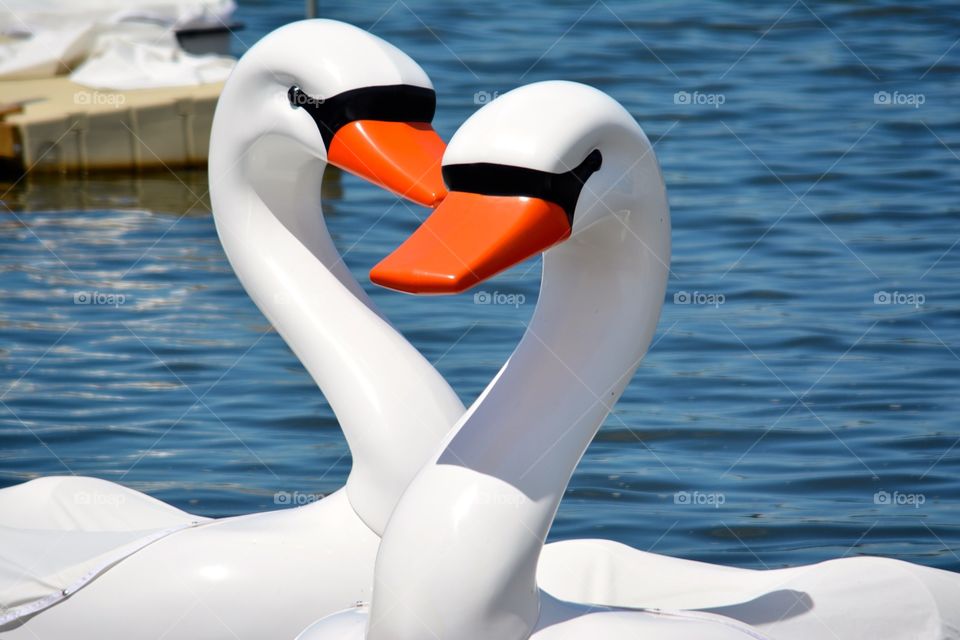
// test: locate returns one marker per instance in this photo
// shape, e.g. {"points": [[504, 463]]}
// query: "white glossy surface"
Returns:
{"points": [[268, 575], [459, 555]]}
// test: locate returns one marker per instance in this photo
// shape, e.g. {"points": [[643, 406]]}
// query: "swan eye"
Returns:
{"points": [[505, 180], [387, 103]]}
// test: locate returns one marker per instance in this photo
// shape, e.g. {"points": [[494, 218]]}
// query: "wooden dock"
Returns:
{"points": [[54, 125]]}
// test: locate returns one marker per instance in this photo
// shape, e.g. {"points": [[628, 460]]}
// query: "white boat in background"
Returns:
{"points": [[114, 44]]}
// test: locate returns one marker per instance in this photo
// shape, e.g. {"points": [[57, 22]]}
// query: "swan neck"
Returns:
{"points": [[391, 404], [487, 503]]}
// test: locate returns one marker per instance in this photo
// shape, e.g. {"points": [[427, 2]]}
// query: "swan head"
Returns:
{"points": [[539, 166], [329, 91]]}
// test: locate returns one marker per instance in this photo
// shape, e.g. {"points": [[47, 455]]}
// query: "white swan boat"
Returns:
{"points": [[562, 168]]}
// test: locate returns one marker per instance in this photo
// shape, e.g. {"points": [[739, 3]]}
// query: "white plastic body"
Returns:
{"points": [[269, 575]]}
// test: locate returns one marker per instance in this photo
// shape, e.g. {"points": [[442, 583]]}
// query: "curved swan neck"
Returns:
{"points": [[485, 507], [391, 403]]}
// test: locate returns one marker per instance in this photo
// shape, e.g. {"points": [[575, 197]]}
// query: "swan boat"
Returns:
{"points": [[561, 168]]}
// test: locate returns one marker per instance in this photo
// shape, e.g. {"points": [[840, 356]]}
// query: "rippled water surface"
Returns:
{"points": [[782, 416]]}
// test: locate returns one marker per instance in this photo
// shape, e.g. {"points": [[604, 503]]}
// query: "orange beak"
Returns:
{"points": [[401, 157], [470, 238]]}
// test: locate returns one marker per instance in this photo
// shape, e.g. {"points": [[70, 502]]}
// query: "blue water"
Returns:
{"points": [[781, 417]]}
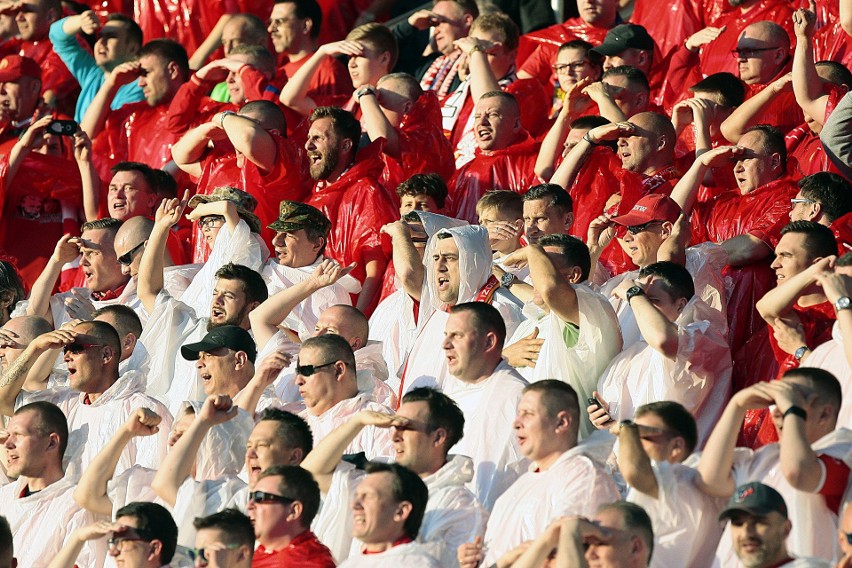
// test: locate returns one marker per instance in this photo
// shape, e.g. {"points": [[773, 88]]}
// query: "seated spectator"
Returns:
{"points": [[494, 37], [38, 505], [655, 457], [34, 19], [682, 356], [259, 160], [408, 119], [427, 425], [135, 523], [504, 158], [540, 51], [460, 271], [565, 478], [388, 529], [572, 334], [422, 192], [137, 132], [813, 485], [373, 52], [287, 538], [228, 536], [294, 27], [758, 508], [348, 194], [119, 40]]}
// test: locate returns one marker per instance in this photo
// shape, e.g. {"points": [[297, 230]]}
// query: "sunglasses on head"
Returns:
{"points": [[78, 346], [264, 498], [308, 370], [127, 258]]}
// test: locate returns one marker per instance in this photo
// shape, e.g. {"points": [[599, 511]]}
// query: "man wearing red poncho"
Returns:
{"points": [[349, 195]]}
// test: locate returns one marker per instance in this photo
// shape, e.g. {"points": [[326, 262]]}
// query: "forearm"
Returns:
{"points": [[551, 146], [744, 116], [799, 463], [377, 125], [178, 463], [634, 463], [714, 469], [91, 491], [656, 329]]}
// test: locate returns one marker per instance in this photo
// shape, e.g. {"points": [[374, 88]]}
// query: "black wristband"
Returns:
{"points": [[796, 411]]}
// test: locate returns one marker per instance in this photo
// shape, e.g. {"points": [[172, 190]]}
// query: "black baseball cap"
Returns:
{"points": [[230, 336], [754, 498], [623, 37]]}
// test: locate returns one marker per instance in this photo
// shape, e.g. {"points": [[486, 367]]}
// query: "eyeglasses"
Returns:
{"points": [[264, 498], [211, 221], [201, 553], [750, 52], [78, 346], [127, 258], [568, 67], [308, 370], [636, 229]]}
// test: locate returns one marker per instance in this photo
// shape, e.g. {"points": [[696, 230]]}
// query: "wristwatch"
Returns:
{"points": [[364, 91], [634, 291], [800, 352]]}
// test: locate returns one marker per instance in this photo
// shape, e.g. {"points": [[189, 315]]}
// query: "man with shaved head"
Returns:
{"points": [[97, 399]]}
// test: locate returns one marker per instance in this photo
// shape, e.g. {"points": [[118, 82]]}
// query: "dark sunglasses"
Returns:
{"points": [[264, 498], [308, 370], [127, 258], [78, 346]]}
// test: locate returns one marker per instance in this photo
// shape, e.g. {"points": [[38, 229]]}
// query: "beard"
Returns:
{"points": [[321, 170]]}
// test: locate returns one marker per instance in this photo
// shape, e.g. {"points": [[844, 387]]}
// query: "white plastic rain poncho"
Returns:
{"points": [[42, 522], [814, 524], [699, 378], [217, 466], [831, 356], [91, 426], [393, 321], [410, 555], [679, 513], [576, 484], [580, 366], [453, 515], [489, 408], [704, 262], [303, 318], [426, 365], [241, 247]]}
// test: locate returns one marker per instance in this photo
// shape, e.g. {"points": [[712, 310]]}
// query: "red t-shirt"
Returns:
{"points": [[304, 551]]}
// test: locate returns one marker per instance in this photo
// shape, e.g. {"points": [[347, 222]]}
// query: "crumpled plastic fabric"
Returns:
{"points": [[424, 148], [511, 168]]}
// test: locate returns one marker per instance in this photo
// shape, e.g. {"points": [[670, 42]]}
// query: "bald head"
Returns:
{"points": [[346, 321]]}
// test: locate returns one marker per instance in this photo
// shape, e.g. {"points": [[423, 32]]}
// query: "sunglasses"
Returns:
{"points": [[264, 498], [78, 346], [308, 370], [127, 258], [636, 229], [201, 553]]}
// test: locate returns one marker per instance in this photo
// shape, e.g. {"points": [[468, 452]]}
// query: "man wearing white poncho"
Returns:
{"points": [[682, 354], [578, 325], [458, 264]]}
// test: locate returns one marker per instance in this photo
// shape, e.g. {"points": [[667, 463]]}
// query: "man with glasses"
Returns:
{"points": [[96, 399], [223, 540], [39, 504], [144, 535], [282, 506]]}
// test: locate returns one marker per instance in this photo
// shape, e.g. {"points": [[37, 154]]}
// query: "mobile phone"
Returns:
{"points": [[62, 127]]}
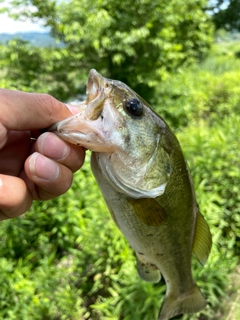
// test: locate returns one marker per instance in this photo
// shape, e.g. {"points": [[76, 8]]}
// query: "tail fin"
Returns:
{"points": [[186, 303]]}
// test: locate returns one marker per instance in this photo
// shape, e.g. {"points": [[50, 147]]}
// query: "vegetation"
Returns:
{"points": [[65, 259]]}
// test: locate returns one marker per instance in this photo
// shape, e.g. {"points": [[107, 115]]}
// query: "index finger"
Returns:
{"points": [[28, 111]]}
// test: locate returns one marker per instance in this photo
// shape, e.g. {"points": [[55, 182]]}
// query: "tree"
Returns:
{"points": [[226, 14], [137, 42]]}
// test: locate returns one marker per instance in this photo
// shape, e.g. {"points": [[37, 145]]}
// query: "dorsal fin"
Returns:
{"points": [[148, 211], [202, 240]]}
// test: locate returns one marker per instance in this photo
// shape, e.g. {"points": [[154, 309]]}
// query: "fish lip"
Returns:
{"points": [[94, 85], [81, 131]]}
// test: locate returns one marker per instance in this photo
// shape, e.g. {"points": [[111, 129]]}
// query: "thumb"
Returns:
{"points": [[28, 111]]}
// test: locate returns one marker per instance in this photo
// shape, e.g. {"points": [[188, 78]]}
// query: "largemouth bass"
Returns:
{"points": [[141, 171]]}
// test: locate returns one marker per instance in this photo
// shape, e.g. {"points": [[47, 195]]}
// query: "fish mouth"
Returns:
{"points": [[94, 85], [86, 128]]}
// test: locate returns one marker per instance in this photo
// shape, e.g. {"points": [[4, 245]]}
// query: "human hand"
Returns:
{"points": [[33, 170]]}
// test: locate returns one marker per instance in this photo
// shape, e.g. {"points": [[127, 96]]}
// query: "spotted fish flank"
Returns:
{"points": [[143, 176]]}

§ What you will do
Show every line of the listing above that contains the word "fish", treating uppercase and lowercase letters as different.

§ Task output
// query: "fish lip"
// query: "fish mouth"
// query: "spotted fish flank"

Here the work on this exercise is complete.